**EXTRACTED MATERIAL:**
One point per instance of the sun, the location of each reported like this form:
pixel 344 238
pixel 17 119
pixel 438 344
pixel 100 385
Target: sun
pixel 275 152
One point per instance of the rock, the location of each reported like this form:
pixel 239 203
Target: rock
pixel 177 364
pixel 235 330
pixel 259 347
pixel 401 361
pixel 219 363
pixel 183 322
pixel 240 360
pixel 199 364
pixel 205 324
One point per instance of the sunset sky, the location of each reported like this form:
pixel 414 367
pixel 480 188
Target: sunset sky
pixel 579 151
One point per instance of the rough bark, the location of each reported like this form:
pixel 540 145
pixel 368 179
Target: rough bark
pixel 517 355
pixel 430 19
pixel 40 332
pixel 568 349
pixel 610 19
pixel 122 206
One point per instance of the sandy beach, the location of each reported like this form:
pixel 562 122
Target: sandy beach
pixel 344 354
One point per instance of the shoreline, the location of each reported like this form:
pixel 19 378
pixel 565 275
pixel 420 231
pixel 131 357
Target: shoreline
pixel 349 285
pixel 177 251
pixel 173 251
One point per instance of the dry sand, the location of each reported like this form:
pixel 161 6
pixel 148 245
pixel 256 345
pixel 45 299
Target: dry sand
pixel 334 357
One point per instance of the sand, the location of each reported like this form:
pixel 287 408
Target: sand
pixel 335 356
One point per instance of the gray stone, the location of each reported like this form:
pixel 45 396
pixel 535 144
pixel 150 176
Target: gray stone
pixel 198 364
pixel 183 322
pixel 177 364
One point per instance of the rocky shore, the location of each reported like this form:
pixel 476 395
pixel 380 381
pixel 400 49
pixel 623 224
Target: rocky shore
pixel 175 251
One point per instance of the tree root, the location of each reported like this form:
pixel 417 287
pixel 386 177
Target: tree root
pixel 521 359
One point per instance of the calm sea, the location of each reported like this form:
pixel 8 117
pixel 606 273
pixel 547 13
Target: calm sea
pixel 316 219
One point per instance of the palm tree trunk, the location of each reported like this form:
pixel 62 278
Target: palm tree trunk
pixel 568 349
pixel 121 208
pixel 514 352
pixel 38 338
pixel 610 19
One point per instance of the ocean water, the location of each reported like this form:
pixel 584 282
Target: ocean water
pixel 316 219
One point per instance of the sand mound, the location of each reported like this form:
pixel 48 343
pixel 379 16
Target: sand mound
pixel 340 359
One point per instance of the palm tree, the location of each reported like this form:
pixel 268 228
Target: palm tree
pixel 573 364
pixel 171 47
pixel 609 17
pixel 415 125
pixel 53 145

**WORK TO COMPLETE:** Rewrite the material between the lines holding "One point per instance of the calm" and "pixel 340 359", inclusive, renaming "ocean water" to "open water" and leaving everything else unchanged.

**EXERCISE OUTPUT:**
One point per instance of the calm sea, the location of each reported like this form:
pixel 8 117
pixel 606 273
pixel 547 13
Target: calm sea
pixel 316 219
One point per instance of the palm tree trunk, the location of each reported like this form:
pixel 62 278
Target: palm tree trunk
pixel 568 349
pixel 121 208
pixel 514 352
pixel 38 338
pixel 610 19
One point per instance of the open water, the location of each reported like this form:
pixel 584 282
Target: open water
pixel 316 219
One point per instance of the sand mound, the location of each reported like this form:
pixel 48 343
pixel 379 16
Target: sand mound
pixel 340 359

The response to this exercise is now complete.